PAGE TEXT:
= Beginning of Section =
The second summit took place in Los Angeles from September 10 to 12, 2023. Programming was staged at Royce Hall on the UCLA campus, featuring "a mix of discussions on investing, technologies, geopolitics" and "thought-provoking banter". The event drew "many Bay Area folks" along with "business operators of all types, founders, building architects, and retired folks". Sessions were later released through the podcast's channels.

The 2024 summit returned to Royce Hall from September 8 to 10, drawing "1,950 attendees paying US$7,500" each. The event was "part political rally, part think tank" that brought together "the best and brightest" in technology and media for long-form interviews.

The 2025 summit was held in Los Angeles from September 7 to 9. Organizers promoted the application process on social media, including LinkedIn and X, and coverage described evening events across the city, including a one night takeover of Universal Studios, a ticket price near 7,500 dollars, and growing emphasis on politics and public policy.

| Year | Location | Venue | Notable Speakers/Features |
|---|---|---|---|
| 2022 | Miami Beach, Florida | New World Symphony | Technology and finance speakers. Attendance about 700 guests. Notable speakers included Elon Musk, Bill Gurley, and Ryan Petersen. |
| 2023 | Los Angeles, California | Royce Hall, UCLA | Panels with technology and media leaders. Sessions released online. Notable speakers included Elon Musk, Ray Dalio, and Brian Armstrong. |
| 2024 | Los Angeles, California | Royce Hall, UCLA | Interviews with technology and media figures. Ticketed audience in the hall. Notable speakers included Elon Musk, Peter Thiel, and JD Vance. |
| 2025 | Los Angeles, California | Royce Hall, UCLA | Citywide program with a Universal Studios takeover. Emphasis on politics and policy. Notable speakers included Neal Mohan, Joe Tsai, and Marc Benioff. |

==Political presence and influence==
The podcast's audience and the hosts' networks have made All-In a venue for political conversations and fundraising activity. In June 2024, David Sacks hosted a fundraiser in San Francisco that raised about $12 million dollars for Donald Trump's presidential campaign. The event received wide national coverage. During the 2024 cycle, the media company Puck reported that donors associated with the show were preparing to back Trump and other Republican candidates.
= End of Section =
EXTRACTED INFORMATION:
= Beginning of Section =
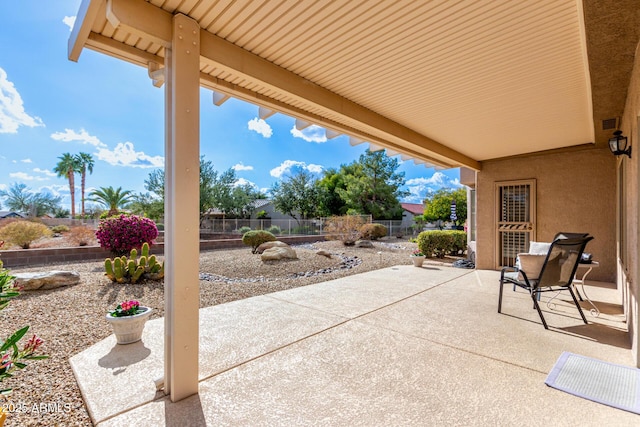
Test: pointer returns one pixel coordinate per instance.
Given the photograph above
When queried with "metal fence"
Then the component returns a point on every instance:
(290, 227)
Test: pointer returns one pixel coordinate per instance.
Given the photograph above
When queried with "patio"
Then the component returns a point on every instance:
(397, 346)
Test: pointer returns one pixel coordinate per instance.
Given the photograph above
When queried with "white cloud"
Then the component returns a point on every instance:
(26, 177)
(241, 167)
(260, 126)
(12, 114)
(69, 21)
(46, 172)
(125, 155)
(70, 135)
(56, 190)
(291, 165)
(241, 181)
(421, 187)
(312, 133)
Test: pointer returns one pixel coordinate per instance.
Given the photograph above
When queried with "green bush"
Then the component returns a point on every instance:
(243, 230)
(255, 238)
(23, 233)
(441, 242)
(60, 228)
(373, 231)
(274, 229)
(459, 241)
= End of Section =
TASKS AND EXERCISES:
1. Transcribe the portion of the summit text that opens with the words containing "The 2025 summit" and closes with "and public policy.".
2. Condense the paragraph of the summit text beginning "The 2025 summit was held" into a short bulleted list of its main facts.
None of the data is needed for this work.

ANSWERS BELOW:
1.
The 2025 summit was held in Los Angeles from September 7 to 9. Organizers promoted the application process on social media, including LinkedIn and X, and coverage described evening events across the city, including a one night takeover of Universal Studios, a ticket price near 7,500 dollars, and growing emphasis on politics and public policy.

2.
- Held in Los Angeles from September 7 to 9
- Organizers promoted the application process on social media, including LinkedIn and X
- Coverage described evening events across the city, including a one-night takeover of Universal Studios
- Ticket price near 7,500 dollars
- Growing emphasis on politics and public policy